:: DATASET ENTRIES

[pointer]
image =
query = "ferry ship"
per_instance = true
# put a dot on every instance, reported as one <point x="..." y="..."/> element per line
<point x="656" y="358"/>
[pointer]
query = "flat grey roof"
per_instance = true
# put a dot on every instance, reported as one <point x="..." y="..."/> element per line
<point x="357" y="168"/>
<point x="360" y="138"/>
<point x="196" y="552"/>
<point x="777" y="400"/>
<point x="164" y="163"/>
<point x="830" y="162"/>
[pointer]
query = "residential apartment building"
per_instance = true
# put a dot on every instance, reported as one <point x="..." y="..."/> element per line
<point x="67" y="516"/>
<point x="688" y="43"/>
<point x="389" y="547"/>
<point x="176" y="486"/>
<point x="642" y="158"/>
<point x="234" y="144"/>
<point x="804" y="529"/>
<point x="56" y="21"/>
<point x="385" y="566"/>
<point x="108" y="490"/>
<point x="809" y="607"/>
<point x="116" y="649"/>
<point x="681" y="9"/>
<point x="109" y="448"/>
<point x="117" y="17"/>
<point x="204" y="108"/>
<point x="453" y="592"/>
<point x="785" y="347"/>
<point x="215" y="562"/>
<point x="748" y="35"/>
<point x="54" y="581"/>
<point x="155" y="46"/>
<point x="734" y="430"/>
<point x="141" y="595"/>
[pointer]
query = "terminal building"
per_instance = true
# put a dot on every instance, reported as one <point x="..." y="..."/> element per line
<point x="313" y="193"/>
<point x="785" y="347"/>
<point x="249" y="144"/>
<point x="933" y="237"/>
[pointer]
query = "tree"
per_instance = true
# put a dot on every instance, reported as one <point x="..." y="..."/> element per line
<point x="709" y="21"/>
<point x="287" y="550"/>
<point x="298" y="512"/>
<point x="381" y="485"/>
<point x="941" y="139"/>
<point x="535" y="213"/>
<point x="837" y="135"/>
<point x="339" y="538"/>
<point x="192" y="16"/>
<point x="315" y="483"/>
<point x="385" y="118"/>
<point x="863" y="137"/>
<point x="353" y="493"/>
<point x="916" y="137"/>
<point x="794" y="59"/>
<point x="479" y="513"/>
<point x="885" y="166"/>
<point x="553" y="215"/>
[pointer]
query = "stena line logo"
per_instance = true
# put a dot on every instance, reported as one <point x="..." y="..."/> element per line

::::

SHORT EXERCISE: Transcribe each entry exactly.

SOLUTION TO THIS TASK:
[pointer]
image =
query = "ferry ship"
per_instance = true
# put a dot on every instance, reported as one <point x="..." y="..."/> element per line
<point x="656" y="358"/>
[pointer]
query = "flat grey roof"
per_instance = true
# put a dot on every instance, reported as one <point x="..." y="..."/> element per line
<point x="357" y="168"/>
<point x="360" y="138"/>
<point x="196" y="552"/>
<point x="777" y="400"/>
<point x="164" y="163"/>
<point x="830" y="162"/>
[pointer]
query = "residential apartment building"
per_instance = true
# put a dot on every instance, reported as one <point x="..." y="..."/> element per line
<point x="67" y="516"/>
<point x="688" y="43"/>
<point x="389" y="547"/>
<point x="176" y="486"/>
<point x="642" y="158"/>
<point x="234" y="144"/>
<point x="804" y="529"/>
<point x="56" y="21"/>
<point x="385" y="566"/>
<point x="108" y="490"/>
<point x="809" y="607"/>
<point x="116" y="649"/>
<point x="681" y="9"/>
<point x="109" y="448"/>
<point x="117" y="17"/>
<point x="204" y="108"/>
<point x="453" y="592"/>
<point x="785" y="347"/>
<point x="215" y="562"/>
<point x="748" y="35"/>
<point x="54" y="581"/>
<point x="155" y="46"/>
<point x="734" y="430"/>
<point x="141" y="595"/>
[pointer]
query = "terminal building"
per_instance = true
# put a dot on every instance, reported as one <point x="..." y="..."/> element per line
<point x="313" y="193"/>
<point x="785" y="347"/>
<point x="249" y="144"/>
<point x="933" y="237"/>
[pointer]
query = "tree"
per_instance = true
# put a dot on every instance, reported as one <point x="..." y="..."/> element per line
<point x="709" y="21"/>
<point x="287" y="550"/>
<point x="298" y="512"/>
<point x="381" y="485"/>
<point x="941" y="139"/>
<point x="535" y="213"/>
<point x="837" y="135"/>
<point x="339" y="538"/>
<point x="192" y="16"/>
<point x="315" y="483"/>
<point x="385" y="118"/>
<point x="863" y="137"/>
<point x="353" y="493"/>
<point x="916" y="137"/>
<point x="794" y="59"/>
<point x="479" y="513"/>
<point x="885" y="166"/>
<point x="553" y="215"/>
[pointer]
query = "stena line logo"
per_instance = true
# put a dot on every instance, reported as one <point x="..." y="..."/> element per line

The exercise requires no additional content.